■ Text provided
CHAPTER XXXVII
THE BEGINNING OF THE LAST BATTLE
By the night of October 24th the river had fallen a few inches, and British Infantry crossed in small boats to the Grave di Papadopoli, a long island of sand in the middle of the stream. On the right a Battalion of the Gordons crossed, rowed over by Venetian boatmen. I met one of their officers afterwards. "Everyone of those boatmen deserved a decoration," he said. "They were all as cool under heavy shell fire as if they had been rowing on the Grand Canal." Our Infantry held their preliminary positions here for two days, in spite of considerable Austrian bombardment and counter-attacks. British aeroplanes flew over the island and dropped rations in sandbags. Throughout the fighting of these two days, we were standing by ready to open fire, if orders should come. But no orders came and we remained a silent Battery.
But on the night of October 26th, half an hour before midnight, the big bombardment opened and our guns spoke again. It was to be their last great oration. It was, of its kind, a fine, thunderous performance, and the Austrian reply, in our own neighbourhood, was feeble. Evidently they had not spotted our position, thanks to that Italian airman. Our targets were enemy Batteries and Brigade Headquarters. We fired gas shells continuously for many hours, switching from one target to another, until a strong wind got up, rendering gas shelling comparatively ineffective. Then we got orders to change to high explosive. The gun detachments worked splendidly, as always. We were below strength and could not furnish complete reliefs, but no one spared himself or grumbled.
On the morning of the 27th, just before 7 o'clock, our Infantry attacked, crossing from the island to the further bank of the river. There were no bridges, and the water was breast high in some places. In places it came right over the heads of the smaller men, but their taller comrades pulled them through. Where the current was strongest, cables were thrown across and firmly secured, and to these men held on, as they forced their passage through the water.
About ten o'clock I went forward from the Battery position to the river bank at Palazzon to ascertain the situation. A little man named Sergeant Barini, half an Italian and half an Englishman, but serving in the English Army and attached to our Battery, accompanied me. At Palazzon the river was broad and, under fire, unbridgeable, and we went half a mile down stream along what up to this morning had been our front line trench, to the bridgehead at Lido Island. The islands in mid stream were crowded with prisoners and wounded coming back and fresh troops going forward, and dead bodies lay about, British and Austrian together, of men who had fought their last fight, and two crashed aeroplanes. The Austrians had put up elaborate barbed-wire defences on the island, but these had been pretty well broken up by our fire.
Some enemy guns of big calibre were still shelling the crossings and causing casualties among a Battalion of the Northumberland Fusiliers, who were in reserve, waiting on the bank for the order to cross. I tried to locate as accurately as possible the direction of these guns and reported them by telephone to our Brigade Headquarters. I saw an Infantry Brigadier, who said that things were going well, but asked for some additional Artillery support for his left flank on the other side, and, if possible, for an enemy Battery, which he thought was near Susegana Castle, to be knocked out. I looked across the river and saw the dense white smoke screen which our Field Guns were putting up to cover the advance.
These Italian rivers of the Venetian Plain, fed by the melting Alpine snows, are not at all like the Thames. Where I was, there were about nine successive channels, varying in breadth and depth, and in between, stones and sand and rough vegetation on islands varying in size and shape and number with the height of the river. And it was no uncommon thing for the river to rise or fall several feet in a night, for whole islands to be submerged, or for whole channels to run dry. The difficulty here of carrying out military operations according to a time table arranged several days in advance was very great.

■ Information supplied

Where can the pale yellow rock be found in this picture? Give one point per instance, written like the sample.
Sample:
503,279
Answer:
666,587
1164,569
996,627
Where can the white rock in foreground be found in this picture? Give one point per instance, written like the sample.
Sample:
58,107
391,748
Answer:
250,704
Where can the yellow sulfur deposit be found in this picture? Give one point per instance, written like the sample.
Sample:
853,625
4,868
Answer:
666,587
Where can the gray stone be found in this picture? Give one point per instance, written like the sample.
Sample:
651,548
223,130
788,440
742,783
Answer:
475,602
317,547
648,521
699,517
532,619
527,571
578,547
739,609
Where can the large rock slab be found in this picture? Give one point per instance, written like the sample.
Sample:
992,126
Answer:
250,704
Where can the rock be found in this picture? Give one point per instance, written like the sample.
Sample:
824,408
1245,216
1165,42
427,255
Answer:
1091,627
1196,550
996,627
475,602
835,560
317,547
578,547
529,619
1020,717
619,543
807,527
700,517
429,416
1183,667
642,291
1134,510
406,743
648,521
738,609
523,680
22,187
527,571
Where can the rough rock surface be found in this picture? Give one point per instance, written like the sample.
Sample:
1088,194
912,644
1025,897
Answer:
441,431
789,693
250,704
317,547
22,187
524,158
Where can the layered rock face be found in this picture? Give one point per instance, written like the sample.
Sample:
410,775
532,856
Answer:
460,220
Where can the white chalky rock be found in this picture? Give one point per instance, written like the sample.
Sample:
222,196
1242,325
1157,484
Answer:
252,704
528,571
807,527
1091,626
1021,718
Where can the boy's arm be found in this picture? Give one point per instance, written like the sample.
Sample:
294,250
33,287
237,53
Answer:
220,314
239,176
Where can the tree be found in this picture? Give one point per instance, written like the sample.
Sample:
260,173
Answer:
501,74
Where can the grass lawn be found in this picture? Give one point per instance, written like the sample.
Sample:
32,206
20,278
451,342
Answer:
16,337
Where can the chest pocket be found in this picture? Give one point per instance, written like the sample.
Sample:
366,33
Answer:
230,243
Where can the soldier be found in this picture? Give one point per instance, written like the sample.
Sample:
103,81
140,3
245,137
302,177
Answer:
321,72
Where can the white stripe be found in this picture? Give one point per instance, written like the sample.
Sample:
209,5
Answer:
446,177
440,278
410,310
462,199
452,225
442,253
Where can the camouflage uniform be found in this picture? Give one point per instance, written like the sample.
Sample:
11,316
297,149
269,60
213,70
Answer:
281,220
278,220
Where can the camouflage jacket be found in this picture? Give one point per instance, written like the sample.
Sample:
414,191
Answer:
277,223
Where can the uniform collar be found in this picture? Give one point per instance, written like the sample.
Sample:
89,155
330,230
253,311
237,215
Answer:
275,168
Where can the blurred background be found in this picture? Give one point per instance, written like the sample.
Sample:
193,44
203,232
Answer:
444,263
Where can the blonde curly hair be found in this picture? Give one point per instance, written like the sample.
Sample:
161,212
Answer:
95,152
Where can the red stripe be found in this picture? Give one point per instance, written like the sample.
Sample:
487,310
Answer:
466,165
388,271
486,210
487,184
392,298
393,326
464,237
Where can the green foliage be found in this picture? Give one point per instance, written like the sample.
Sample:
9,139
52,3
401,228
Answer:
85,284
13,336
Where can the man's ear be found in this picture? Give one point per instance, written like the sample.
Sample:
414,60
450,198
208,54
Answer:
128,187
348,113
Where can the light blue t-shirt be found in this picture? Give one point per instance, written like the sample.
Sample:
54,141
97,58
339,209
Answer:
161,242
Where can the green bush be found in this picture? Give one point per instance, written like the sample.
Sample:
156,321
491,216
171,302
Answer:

■ Directions for this task
Reproduce the passage from the battle chapter above, beginning at the words "But on the night" and stopping after the words "himself or grumbled.".

■ Expected output
But on the night of October 26th, half an hour before midnight, the big bombardment opened and our guns spoke again. It was to be their last great oration. It was, of its kind, a fine, thunderous performance, and the Austrian reply, in our own neighbourhood, was feeble. Evidently they had not spotted our position, thanks to that Italian airman. Our targets were enemy Batteries and Brigade Headquarters. We fired gas shells continuously for many hours, switching from one target to another, until a strong wind got up, rendering gas shelling comparatively ineffective. Then we got orders to change to high explosive. The gun detachments worked splendidly, as always. We were below strength and could not furnish complete reliefs, but no one spared himself or grumbled.